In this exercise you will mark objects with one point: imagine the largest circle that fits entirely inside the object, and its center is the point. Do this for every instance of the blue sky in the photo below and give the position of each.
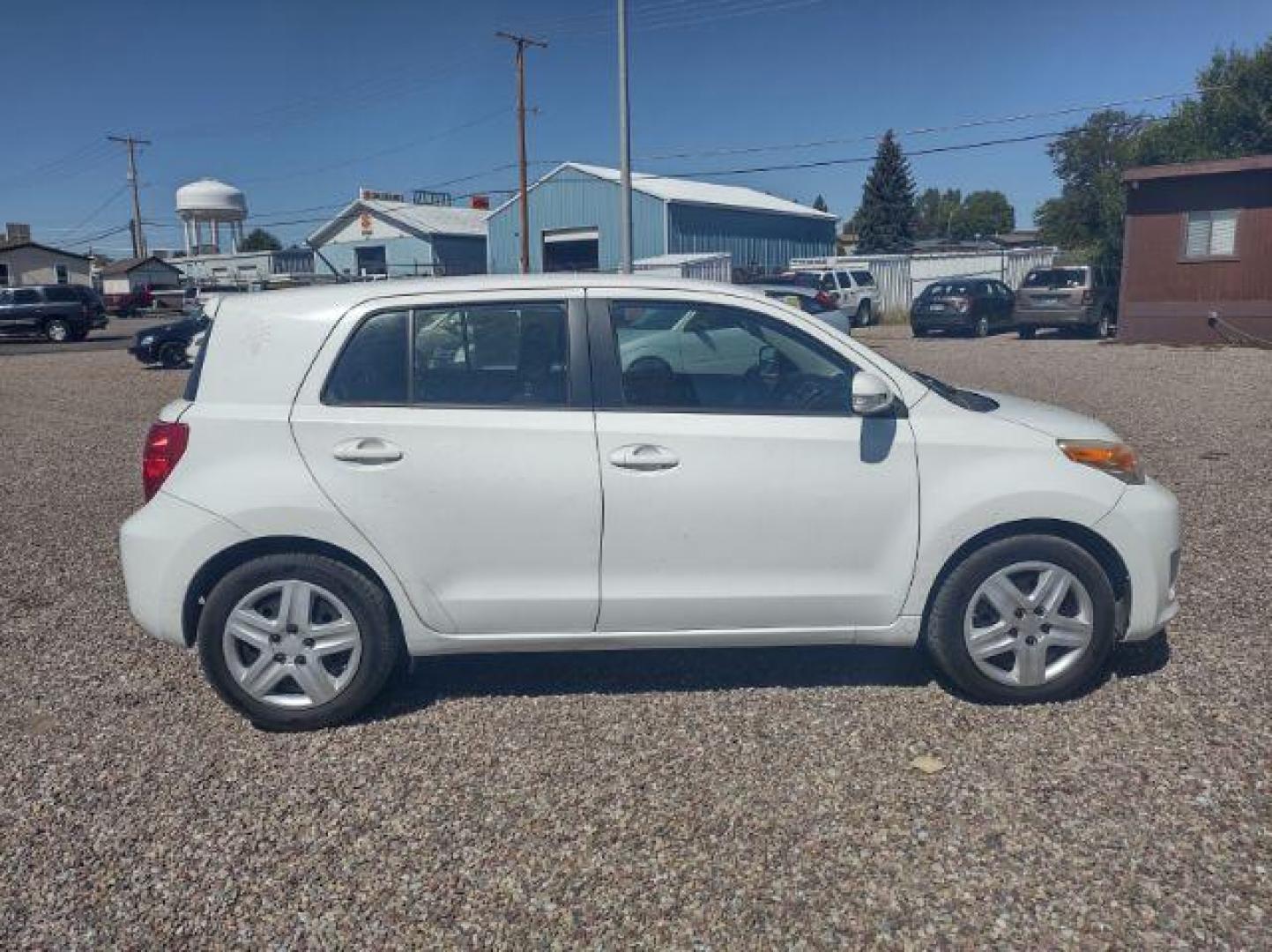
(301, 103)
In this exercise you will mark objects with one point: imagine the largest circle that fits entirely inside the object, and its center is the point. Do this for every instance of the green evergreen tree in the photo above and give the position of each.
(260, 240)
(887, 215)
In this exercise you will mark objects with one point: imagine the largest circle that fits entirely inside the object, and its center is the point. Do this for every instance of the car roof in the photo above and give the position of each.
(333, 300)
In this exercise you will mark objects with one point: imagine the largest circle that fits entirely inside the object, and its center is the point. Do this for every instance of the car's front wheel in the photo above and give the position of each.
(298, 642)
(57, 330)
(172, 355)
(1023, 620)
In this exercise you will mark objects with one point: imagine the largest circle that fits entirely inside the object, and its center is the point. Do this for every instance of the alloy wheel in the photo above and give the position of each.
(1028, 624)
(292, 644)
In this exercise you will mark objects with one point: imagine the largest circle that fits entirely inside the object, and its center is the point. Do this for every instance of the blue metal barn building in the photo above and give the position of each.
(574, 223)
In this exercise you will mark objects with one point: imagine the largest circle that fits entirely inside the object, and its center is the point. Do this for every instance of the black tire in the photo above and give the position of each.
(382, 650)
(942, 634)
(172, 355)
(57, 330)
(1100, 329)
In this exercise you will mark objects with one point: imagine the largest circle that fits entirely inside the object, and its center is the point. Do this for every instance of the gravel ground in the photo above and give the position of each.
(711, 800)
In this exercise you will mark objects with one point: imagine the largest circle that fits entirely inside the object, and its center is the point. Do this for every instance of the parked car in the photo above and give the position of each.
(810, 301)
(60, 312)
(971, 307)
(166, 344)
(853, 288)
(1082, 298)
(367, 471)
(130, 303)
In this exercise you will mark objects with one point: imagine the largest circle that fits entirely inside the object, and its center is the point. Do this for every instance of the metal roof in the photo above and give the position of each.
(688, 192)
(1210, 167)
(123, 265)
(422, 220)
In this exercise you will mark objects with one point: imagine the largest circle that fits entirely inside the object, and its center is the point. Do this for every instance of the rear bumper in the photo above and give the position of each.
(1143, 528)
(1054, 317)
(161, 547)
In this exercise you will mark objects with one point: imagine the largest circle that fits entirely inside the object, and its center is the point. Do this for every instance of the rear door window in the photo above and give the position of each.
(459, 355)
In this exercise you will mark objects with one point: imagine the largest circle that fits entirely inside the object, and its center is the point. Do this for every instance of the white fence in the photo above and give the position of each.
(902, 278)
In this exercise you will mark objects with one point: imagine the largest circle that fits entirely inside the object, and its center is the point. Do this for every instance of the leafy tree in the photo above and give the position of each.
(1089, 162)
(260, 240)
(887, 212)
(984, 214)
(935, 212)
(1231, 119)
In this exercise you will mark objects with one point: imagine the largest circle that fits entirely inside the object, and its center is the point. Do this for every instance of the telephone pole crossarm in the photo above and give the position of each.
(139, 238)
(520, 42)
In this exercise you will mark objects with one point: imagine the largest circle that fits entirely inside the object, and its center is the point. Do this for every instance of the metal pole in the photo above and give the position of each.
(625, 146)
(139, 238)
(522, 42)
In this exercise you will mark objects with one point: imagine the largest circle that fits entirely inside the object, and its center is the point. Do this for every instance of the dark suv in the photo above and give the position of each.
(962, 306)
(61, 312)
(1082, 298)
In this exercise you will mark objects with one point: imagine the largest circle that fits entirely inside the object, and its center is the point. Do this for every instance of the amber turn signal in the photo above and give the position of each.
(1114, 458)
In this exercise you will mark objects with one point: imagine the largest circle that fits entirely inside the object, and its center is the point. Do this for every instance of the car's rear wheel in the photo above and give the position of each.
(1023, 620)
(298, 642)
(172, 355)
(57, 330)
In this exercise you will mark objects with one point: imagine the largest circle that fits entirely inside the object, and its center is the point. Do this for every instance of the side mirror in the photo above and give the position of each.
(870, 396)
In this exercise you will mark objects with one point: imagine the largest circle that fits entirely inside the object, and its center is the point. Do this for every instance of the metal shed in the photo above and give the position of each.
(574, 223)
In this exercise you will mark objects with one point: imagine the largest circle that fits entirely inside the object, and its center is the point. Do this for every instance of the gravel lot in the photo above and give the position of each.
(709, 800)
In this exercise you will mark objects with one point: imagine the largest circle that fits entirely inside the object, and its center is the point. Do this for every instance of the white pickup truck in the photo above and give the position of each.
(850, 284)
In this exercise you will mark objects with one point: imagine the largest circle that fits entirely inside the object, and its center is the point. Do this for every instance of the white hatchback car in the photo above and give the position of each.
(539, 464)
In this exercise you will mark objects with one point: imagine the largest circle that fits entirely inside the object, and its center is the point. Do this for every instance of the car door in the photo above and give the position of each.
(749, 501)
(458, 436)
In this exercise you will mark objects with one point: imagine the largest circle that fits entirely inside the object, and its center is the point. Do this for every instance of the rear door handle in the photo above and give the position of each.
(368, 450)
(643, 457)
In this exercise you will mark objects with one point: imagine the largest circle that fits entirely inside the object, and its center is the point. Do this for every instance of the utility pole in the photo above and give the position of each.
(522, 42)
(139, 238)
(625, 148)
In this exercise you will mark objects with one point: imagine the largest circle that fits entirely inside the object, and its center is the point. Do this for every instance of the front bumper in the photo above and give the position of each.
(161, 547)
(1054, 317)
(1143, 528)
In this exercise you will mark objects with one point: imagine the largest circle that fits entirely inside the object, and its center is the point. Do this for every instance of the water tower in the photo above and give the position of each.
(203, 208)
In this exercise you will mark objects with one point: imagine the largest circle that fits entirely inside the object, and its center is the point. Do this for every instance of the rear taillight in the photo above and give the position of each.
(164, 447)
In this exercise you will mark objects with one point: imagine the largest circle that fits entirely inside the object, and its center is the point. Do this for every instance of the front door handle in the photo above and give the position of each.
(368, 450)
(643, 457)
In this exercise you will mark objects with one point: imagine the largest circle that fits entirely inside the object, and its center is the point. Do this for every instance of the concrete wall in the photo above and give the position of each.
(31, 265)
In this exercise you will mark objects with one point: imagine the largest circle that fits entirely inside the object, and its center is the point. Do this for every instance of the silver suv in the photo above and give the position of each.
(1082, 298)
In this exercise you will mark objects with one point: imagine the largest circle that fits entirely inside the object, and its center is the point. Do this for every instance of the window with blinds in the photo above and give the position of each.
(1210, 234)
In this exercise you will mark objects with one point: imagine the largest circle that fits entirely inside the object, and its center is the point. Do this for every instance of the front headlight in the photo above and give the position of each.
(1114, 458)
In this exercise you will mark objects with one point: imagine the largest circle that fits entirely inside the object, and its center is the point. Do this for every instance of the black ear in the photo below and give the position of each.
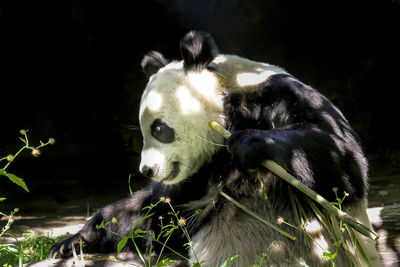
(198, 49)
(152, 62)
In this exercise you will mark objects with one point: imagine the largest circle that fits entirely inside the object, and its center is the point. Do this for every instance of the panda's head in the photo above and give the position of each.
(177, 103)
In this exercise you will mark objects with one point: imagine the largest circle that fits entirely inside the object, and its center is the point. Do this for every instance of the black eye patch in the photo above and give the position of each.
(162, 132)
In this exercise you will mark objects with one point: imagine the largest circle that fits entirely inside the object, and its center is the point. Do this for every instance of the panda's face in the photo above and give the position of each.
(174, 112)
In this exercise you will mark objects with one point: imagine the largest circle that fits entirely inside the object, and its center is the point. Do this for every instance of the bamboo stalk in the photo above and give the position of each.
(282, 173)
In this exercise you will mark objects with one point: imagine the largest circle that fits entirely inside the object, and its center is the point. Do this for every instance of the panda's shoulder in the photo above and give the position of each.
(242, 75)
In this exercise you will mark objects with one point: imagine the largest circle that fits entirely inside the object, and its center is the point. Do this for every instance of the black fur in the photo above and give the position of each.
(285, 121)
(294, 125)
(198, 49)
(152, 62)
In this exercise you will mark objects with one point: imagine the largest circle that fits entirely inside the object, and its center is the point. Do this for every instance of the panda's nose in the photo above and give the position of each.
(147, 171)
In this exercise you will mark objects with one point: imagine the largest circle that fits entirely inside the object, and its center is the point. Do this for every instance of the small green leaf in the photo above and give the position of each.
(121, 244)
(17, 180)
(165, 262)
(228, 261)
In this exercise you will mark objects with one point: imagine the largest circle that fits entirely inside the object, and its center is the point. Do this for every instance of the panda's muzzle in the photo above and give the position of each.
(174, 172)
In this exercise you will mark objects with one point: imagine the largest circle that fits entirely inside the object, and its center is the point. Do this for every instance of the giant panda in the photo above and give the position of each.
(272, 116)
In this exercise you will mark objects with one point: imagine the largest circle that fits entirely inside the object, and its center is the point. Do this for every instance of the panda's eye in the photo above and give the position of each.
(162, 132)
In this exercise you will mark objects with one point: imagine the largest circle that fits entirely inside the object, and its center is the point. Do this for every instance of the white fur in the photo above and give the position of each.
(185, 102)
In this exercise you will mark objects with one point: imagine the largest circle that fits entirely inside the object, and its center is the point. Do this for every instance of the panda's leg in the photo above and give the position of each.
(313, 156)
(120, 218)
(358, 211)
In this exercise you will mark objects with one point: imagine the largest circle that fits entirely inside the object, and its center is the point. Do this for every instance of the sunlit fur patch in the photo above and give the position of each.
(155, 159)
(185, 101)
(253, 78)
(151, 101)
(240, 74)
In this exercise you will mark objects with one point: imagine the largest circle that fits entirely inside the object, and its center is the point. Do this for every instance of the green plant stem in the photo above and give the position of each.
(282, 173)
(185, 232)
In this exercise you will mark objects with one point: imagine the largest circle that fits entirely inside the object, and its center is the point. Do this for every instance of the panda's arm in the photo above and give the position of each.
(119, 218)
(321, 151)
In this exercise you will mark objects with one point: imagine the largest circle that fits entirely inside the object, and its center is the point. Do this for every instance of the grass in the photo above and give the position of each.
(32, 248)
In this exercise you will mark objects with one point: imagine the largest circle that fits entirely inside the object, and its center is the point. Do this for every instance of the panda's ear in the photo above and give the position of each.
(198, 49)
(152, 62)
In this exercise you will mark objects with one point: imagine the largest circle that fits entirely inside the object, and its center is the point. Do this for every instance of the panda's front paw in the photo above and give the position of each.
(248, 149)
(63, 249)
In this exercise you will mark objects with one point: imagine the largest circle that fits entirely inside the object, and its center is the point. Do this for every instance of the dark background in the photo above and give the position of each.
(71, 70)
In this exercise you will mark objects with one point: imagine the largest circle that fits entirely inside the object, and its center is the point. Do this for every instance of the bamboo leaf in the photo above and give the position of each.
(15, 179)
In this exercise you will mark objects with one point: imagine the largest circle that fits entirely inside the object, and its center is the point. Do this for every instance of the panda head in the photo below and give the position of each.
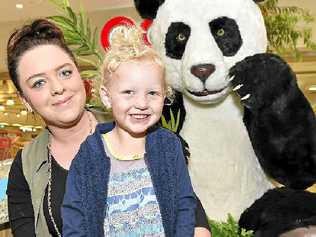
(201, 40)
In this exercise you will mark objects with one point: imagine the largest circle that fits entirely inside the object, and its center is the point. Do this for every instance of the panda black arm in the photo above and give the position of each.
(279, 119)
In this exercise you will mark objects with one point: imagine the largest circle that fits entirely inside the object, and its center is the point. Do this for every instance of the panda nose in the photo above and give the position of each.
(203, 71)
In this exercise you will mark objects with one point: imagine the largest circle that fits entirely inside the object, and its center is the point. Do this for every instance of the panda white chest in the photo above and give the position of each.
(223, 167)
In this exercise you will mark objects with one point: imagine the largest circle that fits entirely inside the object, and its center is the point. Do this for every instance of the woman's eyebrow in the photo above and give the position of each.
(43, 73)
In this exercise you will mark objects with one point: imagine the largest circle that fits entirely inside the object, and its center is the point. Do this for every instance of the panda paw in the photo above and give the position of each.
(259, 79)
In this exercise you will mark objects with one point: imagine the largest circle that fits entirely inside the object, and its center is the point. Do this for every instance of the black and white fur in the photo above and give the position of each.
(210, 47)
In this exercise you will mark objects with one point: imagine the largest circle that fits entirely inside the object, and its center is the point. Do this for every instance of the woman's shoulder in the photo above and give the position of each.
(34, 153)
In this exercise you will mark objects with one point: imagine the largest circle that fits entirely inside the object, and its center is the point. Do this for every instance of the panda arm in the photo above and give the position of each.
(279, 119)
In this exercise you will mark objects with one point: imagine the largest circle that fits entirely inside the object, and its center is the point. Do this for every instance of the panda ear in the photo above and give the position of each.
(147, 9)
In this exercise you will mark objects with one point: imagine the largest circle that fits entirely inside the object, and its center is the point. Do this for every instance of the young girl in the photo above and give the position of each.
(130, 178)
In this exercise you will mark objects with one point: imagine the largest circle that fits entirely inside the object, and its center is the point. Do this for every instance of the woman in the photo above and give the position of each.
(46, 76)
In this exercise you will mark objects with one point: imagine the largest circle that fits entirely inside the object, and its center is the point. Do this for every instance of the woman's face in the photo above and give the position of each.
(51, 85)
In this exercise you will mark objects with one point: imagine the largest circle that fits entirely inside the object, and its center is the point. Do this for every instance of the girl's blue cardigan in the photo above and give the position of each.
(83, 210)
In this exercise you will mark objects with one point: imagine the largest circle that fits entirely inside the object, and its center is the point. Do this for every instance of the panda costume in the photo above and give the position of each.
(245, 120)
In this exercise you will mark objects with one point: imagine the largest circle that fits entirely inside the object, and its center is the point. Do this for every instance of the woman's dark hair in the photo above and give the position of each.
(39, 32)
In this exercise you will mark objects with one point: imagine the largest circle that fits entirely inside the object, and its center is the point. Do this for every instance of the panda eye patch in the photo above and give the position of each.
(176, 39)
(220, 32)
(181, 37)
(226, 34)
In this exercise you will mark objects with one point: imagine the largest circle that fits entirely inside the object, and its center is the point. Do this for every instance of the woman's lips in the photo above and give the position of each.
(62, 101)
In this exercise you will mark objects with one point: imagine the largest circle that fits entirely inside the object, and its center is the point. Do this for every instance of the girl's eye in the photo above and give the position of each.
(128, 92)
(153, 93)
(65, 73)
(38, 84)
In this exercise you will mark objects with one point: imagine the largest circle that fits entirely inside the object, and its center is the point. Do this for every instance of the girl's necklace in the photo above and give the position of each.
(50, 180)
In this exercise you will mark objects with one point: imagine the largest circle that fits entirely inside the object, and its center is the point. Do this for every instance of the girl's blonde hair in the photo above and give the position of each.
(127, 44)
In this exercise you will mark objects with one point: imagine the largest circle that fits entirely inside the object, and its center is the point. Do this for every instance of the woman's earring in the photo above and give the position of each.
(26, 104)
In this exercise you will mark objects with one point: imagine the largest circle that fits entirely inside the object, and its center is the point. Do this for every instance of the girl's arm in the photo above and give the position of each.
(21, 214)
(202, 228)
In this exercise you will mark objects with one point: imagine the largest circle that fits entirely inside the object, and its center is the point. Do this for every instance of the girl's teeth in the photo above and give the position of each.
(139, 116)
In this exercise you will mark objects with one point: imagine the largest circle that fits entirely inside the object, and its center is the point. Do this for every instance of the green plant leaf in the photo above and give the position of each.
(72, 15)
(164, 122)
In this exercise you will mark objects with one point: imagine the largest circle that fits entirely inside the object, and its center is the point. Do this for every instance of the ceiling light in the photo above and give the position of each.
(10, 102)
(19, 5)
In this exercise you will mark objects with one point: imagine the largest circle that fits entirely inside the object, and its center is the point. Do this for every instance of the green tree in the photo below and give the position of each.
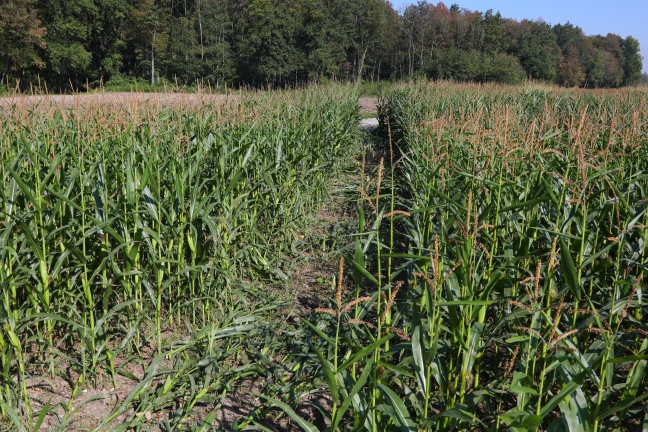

-- Exercise details --
Can you reproduce the entries above as a numbered list, starting with their first line and going on through the line with "(1100, 329)", leaving out blank lines and the pictures?

-- Result for this exercise --
1. In this exercise you will mark objects with one point: imagine the largest circle that fits entirely inside the object, and its center is the point. Do this for every instance of the blue sky in the photo below and give the position of each.
2. (301, 103)
3. In this exercise you will mark objects with one point: imagine the largest circle that fits entirely inside the object, and its center is the point. Do this for every instance of the green evergreen tree in the photo above and give the position of each.
4. (260, 240)
5. (887, 215)
6. In this exercise you will mark objects with one point: imagine the largest circle that fits entirely inside the object, and its center is the point. Do this for every instance of the car roof in the photo above and give the position of each.
7. (333, 300)
8. In this exercise you will mark objects with one point: imagine the largest circle that fits entirely inside the object, and its center is the point. Do this for every instance of the car's front wheel in the photo above and give the position of each.
9. (298, 642)
10. (57, 330)
11. (172, 355)
12. (1023, 620)
13. In this exercise you will mark objects with one point: imagine the largest circle that fits entirely inside the object, and its center is the point. Do this for every instance of the alloy wheel in the photo above and give the position of each.
14. (1028, 624)
15. (292, 644)
16. In this exercise you will mark objects with one point: imagine the largest circle that fits entirely inside the object, and its center is the point. Do this for every instance of the blue metal barn building in the photo above and give the position of each.
17. (574, 223)
18. In this exercise you will mark objects with one point: imagine the largest circle that fits entirely inside the object, and its center is the point. Do this for every instance of the black tire in the photo above and give the position of each.
19. (382, 650)
20. (942, 634)
21. (172, 355)
22. (57, 330)
23. (1100, 329)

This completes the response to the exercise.